** start SUPPLIED DATA **
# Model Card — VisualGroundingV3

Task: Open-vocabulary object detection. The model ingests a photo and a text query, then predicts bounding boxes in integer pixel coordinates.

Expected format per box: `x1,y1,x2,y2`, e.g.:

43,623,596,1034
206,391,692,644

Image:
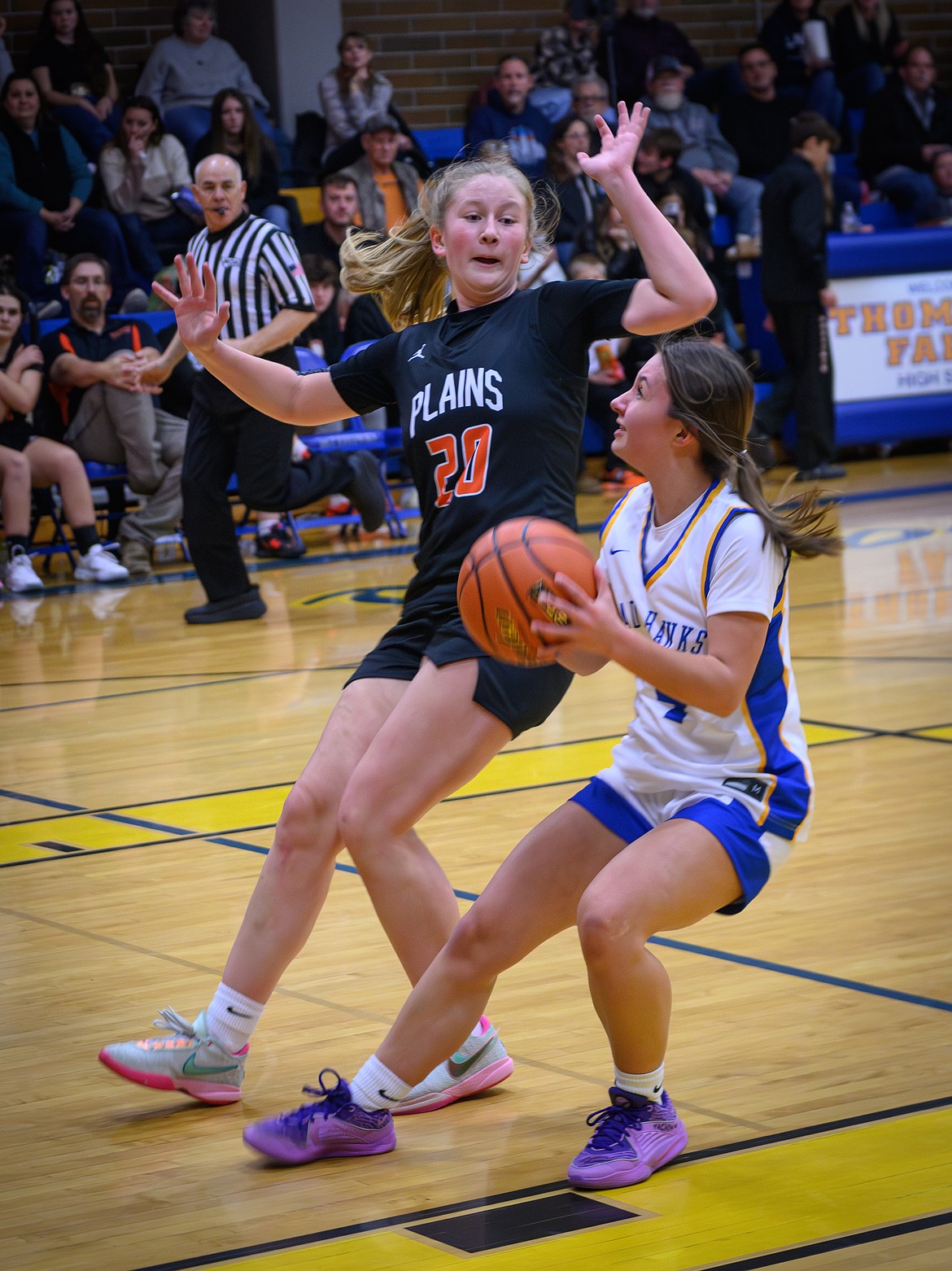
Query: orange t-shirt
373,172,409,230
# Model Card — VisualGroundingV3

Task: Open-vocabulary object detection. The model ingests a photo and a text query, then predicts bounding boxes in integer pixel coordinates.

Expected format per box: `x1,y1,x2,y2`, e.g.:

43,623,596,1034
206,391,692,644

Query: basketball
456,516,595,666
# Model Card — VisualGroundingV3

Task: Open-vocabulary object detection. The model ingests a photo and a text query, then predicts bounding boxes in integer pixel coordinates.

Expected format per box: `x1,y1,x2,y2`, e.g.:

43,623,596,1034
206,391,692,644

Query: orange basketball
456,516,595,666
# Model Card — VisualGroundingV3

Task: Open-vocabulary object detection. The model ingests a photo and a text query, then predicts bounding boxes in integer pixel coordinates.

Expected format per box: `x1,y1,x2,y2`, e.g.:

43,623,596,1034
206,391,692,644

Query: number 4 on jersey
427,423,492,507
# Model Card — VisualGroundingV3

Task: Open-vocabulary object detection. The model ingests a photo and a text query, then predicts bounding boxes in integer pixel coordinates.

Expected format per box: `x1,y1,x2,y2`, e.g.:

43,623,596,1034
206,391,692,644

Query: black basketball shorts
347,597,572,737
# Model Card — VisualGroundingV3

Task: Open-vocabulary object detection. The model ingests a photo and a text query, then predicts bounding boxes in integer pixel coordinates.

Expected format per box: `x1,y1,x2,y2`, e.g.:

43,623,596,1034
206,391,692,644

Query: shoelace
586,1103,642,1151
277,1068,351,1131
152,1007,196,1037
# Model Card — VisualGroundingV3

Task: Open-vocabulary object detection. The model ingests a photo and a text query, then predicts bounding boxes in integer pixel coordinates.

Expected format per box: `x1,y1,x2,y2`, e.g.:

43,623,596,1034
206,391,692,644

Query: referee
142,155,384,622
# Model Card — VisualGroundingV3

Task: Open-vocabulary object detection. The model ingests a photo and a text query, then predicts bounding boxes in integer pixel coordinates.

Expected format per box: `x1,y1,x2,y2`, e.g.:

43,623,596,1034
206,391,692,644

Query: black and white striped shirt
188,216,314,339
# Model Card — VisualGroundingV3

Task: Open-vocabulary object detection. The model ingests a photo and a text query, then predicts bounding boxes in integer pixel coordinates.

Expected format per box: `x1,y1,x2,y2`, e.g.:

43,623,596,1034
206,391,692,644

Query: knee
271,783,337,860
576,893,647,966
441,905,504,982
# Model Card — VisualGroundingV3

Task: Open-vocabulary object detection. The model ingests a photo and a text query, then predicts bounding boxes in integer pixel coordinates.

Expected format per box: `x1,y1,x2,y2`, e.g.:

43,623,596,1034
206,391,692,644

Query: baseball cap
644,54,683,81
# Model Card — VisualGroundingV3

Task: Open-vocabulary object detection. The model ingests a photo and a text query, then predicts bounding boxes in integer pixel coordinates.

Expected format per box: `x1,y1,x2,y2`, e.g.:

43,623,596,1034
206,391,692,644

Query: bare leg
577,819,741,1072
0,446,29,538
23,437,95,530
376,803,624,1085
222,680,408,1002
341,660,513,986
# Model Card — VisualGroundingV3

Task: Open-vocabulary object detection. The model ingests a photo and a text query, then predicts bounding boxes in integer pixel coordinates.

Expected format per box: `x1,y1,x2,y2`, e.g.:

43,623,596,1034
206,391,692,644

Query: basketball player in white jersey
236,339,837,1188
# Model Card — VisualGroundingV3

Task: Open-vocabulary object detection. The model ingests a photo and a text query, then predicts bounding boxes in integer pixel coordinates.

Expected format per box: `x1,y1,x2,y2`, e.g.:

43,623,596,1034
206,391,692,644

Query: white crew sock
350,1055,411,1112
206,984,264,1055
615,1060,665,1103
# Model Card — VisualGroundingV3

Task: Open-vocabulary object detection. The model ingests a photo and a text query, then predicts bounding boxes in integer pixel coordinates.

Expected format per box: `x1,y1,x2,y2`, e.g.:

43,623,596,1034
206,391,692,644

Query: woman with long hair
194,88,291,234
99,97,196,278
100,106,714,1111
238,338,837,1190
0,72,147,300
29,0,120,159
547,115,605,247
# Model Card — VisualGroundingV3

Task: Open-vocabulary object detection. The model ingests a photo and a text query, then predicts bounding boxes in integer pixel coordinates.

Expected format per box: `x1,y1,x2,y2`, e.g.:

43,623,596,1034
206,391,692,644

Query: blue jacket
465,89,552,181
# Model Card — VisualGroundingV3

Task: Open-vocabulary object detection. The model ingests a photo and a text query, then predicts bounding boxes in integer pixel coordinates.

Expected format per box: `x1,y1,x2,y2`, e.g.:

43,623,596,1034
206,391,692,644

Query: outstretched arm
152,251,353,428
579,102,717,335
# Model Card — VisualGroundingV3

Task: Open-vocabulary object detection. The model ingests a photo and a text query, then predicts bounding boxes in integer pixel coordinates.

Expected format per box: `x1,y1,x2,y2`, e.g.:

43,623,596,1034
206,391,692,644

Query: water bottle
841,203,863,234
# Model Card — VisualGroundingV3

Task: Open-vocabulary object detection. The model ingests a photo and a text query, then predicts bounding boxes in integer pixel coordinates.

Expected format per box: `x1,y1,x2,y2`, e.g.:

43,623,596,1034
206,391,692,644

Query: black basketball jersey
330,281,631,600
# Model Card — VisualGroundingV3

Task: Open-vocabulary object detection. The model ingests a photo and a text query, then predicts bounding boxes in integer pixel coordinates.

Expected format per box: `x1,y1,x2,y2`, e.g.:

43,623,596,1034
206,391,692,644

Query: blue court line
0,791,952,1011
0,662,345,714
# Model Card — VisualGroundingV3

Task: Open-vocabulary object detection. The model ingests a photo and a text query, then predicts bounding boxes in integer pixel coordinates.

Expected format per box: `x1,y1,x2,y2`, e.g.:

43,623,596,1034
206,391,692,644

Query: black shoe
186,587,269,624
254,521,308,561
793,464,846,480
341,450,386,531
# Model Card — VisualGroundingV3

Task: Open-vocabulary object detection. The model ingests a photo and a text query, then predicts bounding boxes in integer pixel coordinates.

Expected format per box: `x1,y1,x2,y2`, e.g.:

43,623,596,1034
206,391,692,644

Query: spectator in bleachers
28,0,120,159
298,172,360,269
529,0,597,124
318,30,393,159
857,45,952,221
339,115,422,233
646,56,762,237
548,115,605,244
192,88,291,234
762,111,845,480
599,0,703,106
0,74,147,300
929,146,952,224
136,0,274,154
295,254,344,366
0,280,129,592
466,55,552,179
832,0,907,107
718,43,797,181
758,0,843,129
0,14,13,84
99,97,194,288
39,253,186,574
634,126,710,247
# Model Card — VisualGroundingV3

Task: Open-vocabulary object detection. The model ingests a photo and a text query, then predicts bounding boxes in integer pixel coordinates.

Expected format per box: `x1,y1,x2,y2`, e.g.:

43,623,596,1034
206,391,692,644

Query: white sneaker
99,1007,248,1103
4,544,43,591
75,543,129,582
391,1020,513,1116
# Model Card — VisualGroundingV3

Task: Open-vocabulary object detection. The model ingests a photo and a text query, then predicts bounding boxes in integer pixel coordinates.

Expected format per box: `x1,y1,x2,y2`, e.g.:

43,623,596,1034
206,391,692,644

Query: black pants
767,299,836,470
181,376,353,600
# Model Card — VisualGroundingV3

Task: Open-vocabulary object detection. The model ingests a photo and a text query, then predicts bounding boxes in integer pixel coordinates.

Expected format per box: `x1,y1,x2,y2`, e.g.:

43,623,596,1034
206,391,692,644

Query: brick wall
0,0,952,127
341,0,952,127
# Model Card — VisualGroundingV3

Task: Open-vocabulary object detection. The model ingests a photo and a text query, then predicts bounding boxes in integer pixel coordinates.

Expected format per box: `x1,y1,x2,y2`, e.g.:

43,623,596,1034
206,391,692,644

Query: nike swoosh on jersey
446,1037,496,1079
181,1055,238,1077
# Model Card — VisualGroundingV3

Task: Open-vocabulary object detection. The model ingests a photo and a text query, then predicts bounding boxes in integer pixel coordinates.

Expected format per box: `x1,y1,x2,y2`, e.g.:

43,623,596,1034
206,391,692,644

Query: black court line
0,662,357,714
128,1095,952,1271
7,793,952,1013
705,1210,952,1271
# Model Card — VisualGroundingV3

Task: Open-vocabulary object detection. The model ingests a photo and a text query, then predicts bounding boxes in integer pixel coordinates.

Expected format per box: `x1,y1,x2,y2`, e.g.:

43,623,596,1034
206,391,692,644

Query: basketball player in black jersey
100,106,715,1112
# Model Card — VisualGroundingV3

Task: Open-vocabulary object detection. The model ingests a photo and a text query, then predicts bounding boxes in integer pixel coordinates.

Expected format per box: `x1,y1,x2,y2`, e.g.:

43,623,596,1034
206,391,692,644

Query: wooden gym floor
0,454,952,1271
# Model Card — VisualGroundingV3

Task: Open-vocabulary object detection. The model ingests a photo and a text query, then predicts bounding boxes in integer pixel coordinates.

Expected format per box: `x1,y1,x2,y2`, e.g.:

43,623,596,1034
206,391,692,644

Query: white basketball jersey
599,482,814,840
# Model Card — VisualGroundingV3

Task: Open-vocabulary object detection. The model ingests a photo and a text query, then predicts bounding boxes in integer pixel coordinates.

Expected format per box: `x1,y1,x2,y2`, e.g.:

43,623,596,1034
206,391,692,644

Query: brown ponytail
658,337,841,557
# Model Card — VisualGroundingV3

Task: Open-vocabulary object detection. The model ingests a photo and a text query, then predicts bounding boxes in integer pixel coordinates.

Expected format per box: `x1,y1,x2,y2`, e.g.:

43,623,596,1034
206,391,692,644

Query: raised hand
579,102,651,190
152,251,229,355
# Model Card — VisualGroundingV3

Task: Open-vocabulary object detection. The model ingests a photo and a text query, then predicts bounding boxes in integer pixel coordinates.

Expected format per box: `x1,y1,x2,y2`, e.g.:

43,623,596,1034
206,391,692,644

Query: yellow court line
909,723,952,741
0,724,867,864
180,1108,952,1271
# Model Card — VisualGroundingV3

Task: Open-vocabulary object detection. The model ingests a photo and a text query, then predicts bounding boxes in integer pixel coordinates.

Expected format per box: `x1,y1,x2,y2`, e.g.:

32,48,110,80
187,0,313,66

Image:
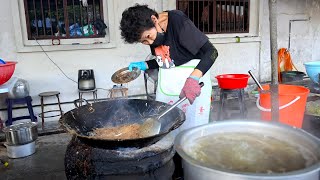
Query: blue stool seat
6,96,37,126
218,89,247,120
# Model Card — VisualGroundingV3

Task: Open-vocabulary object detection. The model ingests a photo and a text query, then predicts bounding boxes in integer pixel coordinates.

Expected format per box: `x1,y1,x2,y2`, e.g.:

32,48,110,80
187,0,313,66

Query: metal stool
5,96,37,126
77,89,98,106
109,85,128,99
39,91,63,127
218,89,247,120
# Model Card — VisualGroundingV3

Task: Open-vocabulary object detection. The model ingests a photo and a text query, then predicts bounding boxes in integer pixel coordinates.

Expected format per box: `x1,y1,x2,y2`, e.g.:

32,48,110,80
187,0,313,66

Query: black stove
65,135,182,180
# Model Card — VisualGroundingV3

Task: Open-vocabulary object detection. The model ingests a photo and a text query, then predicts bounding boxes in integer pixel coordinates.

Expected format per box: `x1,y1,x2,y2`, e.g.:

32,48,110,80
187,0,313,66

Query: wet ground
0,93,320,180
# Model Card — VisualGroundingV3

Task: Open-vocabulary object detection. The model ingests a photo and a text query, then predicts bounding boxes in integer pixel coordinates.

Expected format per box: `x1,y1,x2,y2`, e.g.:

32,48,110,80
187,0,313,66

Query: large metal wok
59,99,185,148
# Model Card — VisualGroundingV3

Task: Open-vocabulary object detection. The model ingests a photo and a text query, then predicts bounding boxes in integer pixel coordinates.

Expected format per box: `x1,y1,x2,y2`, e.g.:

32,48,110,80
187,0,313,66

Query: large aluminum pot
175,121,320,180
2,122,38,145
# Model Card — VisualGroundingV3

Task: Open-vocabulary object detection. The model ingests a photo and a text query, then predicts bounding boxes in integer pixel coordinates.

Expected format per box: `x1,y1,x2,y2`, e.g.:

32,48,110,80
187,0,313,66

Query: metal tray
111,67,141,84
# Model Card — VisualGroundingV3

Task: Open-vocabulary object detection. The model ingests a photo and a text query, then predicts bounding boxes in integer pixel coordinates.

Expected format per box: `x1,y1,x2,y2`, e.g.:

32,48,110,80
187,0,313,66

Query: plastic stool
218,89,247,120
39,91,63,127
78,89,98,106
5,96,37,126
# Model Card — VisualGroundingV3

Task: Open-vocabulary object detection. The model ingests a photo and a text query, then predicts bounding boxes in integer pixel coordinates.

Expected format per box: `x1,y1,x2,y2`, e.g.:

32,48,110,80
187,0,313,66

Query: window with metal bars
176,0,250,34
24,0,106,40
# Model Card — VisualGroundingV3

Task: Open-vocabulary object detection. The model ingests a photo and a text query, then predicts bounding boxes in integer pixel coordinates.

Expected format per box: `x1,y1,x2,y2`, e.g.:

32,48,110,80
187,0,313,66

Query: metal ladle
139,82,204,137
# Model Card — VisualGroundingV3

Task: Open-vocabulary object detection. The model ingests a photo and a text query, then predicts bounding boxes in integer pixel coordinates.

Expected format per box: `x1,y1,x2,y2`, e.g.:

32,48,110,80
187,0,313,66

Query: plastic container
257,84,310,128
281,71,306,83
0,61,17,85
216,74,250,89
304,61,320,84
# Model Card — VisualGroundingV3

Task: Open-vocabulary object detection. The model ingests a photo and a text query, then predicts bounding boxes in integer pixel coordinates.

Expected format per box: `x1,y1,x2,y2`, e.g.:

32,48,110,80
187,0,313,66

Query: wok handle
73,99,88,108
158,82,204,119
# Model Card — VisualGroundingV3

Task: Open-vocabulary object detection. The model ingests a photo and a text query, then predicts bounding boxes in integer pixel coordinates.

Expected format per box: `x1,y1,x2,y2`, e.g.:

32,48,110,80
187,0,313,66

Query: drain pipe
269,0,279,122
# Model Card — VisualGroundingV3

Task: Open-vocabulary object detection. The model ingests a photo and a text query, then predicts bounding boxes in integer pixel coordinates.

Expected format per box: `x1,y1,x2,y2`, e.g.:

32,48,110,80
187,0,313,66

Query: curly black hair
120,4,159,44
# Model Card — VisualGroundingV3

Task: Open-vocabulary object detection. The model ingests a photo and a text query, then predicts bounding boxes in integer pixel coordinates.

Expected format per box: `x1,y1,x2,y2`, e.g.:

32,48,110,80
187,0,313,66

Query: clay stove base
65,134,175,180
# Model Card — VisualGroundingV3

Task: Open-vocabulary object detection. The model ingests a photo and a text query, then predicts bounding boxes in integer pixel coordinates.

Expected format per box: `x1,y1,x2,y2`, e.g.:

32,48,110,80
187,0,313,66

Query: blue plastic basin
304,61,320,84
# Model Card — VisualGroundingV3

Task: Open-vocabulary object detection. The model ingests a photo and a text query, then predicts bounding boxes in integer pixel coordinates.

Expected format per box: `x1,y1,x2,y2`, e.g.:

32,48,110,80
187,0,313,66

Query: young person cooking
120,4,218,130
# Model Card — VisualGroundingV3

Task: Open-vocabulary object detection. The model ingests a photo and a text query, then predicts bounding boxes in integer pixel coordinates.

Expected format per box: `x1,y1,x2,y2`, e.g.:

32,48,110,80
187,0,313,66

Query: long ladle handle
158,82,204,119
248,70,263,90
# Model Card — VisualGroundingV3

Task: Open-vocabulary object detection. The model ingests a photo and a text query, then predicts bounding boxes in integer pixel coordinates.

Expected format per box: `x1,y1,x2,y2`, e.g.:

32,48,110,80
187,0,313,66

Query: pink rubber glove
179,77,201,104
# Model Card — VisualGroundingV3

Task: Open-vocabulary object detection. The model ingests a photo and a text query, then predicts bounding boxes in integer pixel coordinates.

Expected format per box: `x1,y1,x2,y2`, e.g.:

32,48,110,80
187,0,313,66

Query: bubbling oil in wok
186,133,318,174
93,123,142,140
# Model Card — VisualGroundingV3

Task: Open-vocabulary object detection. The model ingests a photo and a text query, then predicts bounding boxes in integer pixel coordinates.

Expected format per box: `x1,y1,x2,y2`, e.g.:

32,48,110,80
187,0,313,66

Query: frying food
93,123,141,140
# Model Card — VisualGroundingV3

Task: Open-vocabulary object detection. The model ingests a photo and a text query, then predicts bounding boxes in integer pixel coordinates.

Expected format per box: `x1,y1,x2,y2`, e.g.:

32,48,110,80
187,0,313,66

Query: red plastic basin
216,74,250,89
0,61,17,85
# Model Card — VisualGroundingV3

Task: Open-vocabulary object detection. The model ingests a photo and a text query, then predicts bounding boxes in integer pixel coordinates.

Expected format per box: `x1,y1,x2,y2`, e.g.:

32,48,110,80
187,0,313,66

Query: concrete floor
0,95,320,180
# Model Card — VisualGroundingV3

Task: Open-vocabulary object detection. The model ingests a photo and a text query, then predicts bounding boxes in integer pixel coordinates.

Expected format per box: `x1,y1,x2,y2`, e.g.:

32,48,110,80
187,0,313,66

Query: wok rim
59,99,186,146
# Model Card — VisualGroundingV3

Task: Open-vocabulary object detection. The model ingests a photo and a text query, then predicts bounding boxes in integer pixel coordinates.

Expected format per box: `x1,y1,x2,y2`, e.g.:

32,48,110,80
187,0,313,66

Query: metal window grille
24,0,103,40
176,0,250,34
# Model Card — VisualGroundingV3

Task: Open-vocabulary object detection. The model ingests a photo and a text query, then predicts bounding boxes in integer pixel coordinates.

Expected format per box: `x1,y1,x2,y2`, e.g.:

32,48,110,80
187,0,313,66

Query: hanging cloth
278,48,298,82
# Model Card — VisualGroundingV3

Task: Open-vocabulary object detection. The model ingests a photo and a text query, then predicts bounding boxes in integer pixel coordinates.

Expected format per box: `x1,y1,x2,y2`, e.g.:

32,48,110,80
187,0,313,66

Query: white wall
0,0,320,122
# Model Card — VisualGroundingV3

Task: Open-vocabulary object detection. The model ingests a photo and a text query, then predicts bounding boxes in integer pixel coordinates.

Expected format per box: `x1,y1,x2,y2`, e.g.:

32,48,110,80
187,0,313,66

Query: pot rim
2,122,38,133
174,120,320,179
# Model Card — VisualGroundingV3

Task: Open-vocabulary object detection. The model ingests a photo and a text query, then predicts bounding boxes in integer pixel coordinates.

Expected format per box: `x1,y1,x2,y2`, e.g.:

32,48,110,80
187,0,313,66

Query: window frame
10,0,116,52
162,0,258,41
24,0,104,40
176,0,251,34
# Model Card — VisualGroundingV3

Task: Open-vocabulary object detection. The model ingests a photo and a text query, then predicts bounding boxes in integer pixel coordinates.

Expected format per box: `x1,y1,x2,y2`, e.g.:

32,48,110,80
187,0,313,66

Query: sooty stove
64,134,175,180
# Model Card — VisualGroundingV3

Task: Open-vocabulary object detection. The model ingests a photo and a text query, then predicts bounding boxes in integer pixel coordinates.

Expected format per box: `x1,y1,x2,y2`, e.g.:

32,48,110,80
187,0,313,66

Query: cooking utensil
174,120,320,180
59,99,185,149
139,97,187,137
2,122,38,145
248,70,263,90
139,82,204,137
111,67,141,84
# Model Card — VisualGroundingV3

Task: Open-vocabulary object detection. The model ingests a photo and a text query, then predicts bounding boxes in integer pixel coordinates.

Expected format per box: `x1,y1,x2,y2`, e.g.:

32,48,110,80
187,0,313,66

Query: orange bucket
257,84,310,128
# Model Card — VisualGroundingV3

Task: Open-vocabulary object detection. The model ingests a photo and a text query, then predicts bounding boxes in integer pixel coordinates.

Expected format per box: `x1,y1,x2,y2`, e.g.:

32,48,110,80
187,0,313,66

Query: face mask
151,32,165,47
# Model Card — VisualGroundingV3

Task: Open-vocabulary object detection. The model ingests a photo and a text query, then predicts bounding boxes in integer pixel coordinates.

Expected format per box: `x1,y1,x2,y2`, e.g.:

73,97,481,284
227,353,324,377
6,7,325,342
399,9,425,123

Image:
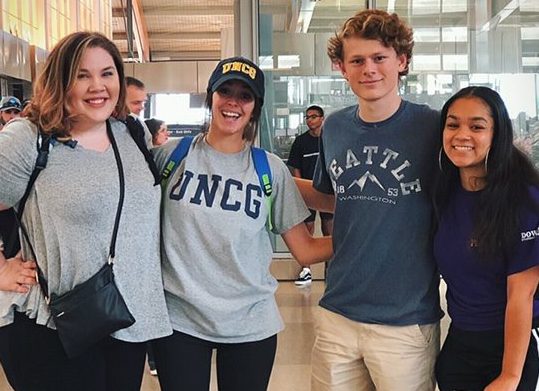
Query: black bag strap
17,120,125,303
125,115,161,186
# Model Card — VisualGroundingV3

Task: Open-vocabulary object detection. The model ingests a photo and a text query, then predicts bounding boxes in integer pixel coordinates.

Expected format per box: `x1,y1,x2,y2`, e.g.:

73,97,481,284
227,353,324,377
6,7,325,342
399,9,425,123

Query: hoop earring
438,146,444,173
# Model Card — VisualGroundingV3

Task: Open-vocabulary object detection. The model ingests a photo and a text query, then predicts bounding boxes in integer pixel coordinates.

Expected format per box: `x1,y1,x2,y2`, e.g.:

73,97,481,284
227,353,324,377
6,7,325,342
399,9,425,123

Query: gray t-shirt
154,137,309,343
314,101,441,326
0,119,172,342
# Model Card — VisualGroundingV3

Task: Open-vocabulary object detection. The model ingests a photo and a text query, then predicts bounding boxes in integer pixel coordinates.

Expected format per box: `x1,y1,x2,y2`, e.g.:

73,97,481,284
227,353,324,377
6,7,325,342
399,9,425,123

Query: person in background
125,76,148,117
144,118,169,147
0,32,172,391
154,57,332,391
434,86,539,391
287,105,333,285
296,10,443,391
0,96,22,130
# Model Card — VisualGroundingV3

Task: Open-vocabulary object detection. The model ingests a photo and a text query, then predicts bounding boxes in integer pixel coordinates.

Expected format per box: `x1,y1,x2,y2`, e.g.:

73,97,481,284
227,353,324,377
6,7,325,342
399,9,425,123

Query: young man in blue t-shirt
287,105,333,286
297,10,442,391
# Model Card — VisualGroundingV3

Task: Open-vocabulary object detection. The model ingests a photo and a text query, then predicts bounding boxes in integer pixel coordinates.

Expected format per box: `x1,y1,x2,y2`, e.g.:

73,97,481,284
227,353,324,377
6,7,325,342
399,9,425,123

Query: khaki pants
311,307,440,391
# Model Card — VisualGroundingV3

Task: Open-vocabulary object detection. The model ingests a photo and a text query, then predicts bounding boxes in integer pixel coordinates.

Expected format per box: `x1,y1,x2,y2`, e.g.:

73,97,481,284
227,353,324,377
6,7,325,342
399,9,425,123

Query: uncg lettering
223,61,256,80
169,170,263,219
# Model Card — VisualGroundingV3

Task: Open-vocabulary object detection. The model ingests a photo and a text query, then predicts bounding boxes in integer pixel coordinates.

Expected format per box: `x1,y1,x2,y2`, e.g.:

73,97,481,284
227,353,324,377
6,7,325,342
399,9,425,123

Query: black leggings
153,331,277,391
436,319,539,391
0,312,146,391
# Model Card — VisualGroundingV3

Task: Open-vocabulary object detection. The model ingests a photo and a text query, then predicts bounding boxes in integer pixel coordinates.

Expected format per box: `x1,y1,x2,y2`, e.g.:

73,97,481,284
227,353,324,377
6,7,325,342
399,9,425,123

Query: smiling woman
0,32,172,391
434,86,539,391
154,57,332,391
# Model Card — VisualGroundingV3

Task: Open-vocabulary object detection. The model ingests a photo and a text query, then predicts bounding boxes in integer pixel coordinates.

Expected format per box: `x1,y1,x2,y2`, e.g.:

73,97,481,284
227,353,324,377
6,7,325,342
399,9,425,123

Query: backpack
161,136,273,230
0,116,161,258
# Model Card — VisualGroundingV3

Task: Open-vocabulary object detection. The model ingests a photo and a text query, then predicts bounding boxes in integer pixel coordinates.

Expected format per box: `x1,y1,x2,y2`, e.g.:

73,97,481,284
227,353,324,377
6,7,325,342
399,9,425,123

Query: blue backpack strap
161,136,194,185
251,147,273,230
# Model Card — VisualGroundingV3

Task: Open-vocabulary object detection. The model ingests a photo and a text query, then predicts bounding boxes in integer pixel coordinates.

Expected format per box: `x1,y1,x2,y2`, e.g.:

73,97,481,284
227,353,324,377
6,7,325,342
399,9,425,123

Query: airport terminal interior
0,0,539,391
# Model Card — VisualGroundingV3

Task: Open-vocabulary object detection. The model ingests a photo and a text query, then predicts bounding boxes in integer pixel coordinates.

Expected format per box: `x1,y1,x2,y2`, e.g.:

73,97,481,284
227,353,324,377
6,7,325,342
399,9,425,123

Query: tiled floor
** end SUPPLIED DATA **
Rewrite the lines from the start of the records up to and including the line with "427,423,492,507", shifting each answer's bounding box coordinates by adding -15 while leaving the sample coordinates under "Expected format per box" as they are. Leave the pictures out of your copy.

# Model Card — VisualGroundingV3

Task: Open-vocabulary object detection. The model ingests a photo and a text query, then predicts bounding boxes in integer pixel coordinates.

Expected format per box: `x1,y1,x2,y2`, e.g.:

43,623,596,1034
206,391,692,644

Image:
Query: orange t-shirt
358,157,394,215
# Model Card — VisualGroundingV3

Task: Open-vocabulary object detection. The model ingests a photo and a text query, then predicts bounding boxes in integer pixel coordinates.

Expected format per box: `x1,y1,x2,y2`, e.g.:

43,623,596,1034
206,391,692,644

Query: basketball
441,501,580,651
# Model Card — VisualGroundingV3

Task: Open-vocabulary object detection. The model ingests a photo and a text query, then predicts bounding boxes in integer pixel coordinates.

Expected format per box: `x1,y1,x2,y2`, e.g.:

43,623,596,1034
206,391,692,644

Query: orange basketball
441,501,580,651
# Model Card — VisualGroundingV3

Task: Open-vocabulary object detection. The model ingests a photo and a text query, then predicts bounding boxes in integer pixel coordinates.

Expected format per box: `x1,y1,x2,y2`, e.g.:

43,623,596,1034
206,391,692,644

Query: number 4 on jersey
412,408,477,492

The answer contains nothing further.